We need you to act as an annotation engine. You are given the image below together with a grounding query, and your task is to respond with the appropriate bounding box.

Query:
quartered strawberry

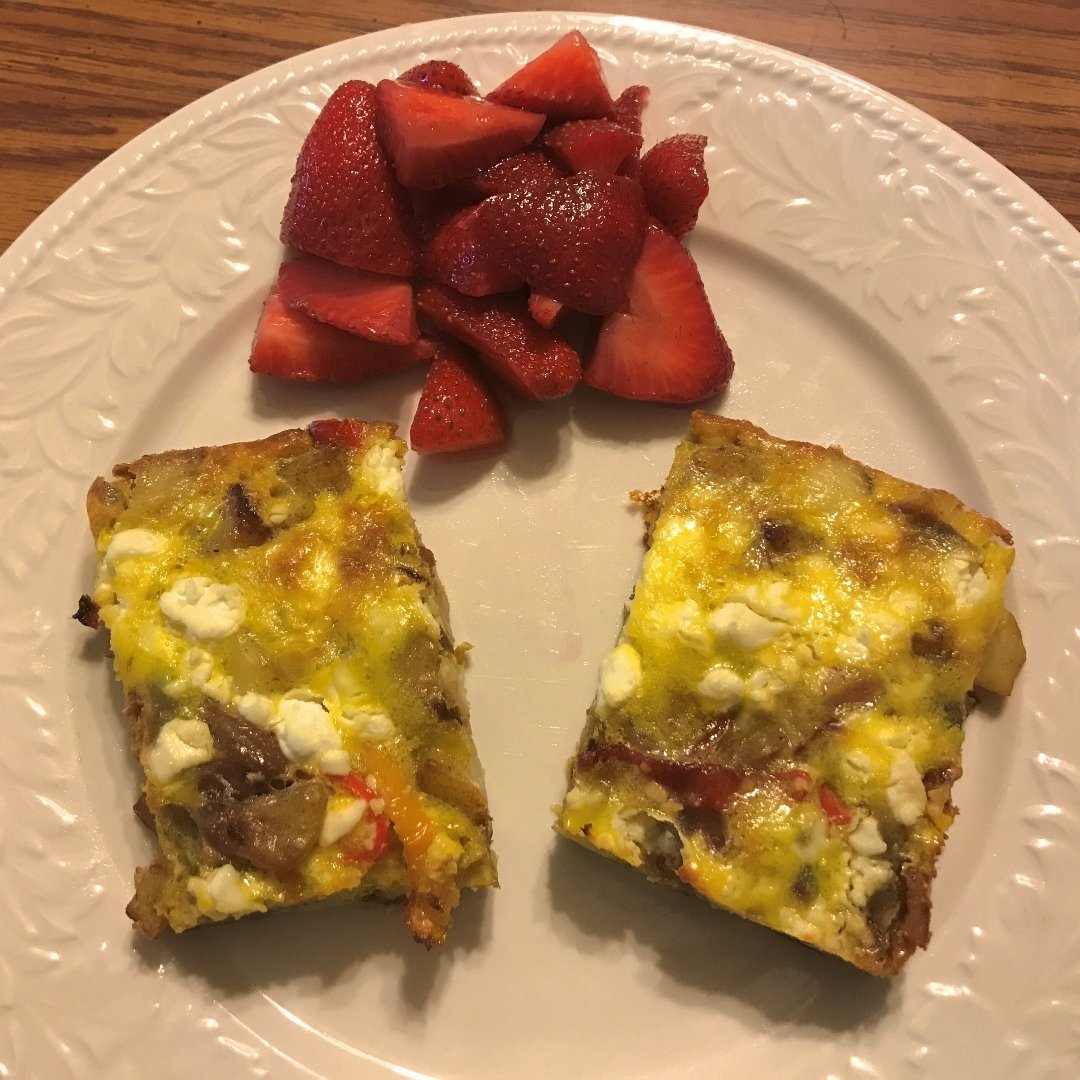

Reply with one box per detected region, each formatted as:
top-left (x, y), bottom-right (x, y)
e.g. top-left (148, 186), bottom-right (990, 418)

top-left (479, 172), bottom-right (647, 316)
top-left (527, 291), bottom-right (564, 329)
top-left (609, 84), bottom-right (650, 136)
top-left (639, 133), bottom-right (709, 240)
top-left (410, 341), bottom-right (508, 454)
top-left (398, 59), bottom-right (477, 96)
top-left (250, 286), bottom-right (433, 382)
top-left (544, 119), bottom-right (642, 175)
top-left (276, 255), bottom-right (419, 344)
top-left (425, 205), bottom-right (523, 297)
top-left (583, 223), bottom-right (733, 403)
top-left (416, 284), bottom-right (581, 400)
top-left (375, 80), bottom-right (544, 190)
top-left (468, 150), bottom-right (565, 199)
top-left (280, 80), bottom-right (418, 276)
top-left (486, 30), bottom-right (614, 119)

___

**TRY IT:**
Only the lines holding the string "with" are needed; copy each of them from the material above.

**RESPONSE TO THIS TASK:**
We need you to act as an annotation engine. You are given the image below together with a grounding query, and your task is to respond with the appropriate bounding box.
Reply with one box per detected region, each formatted as:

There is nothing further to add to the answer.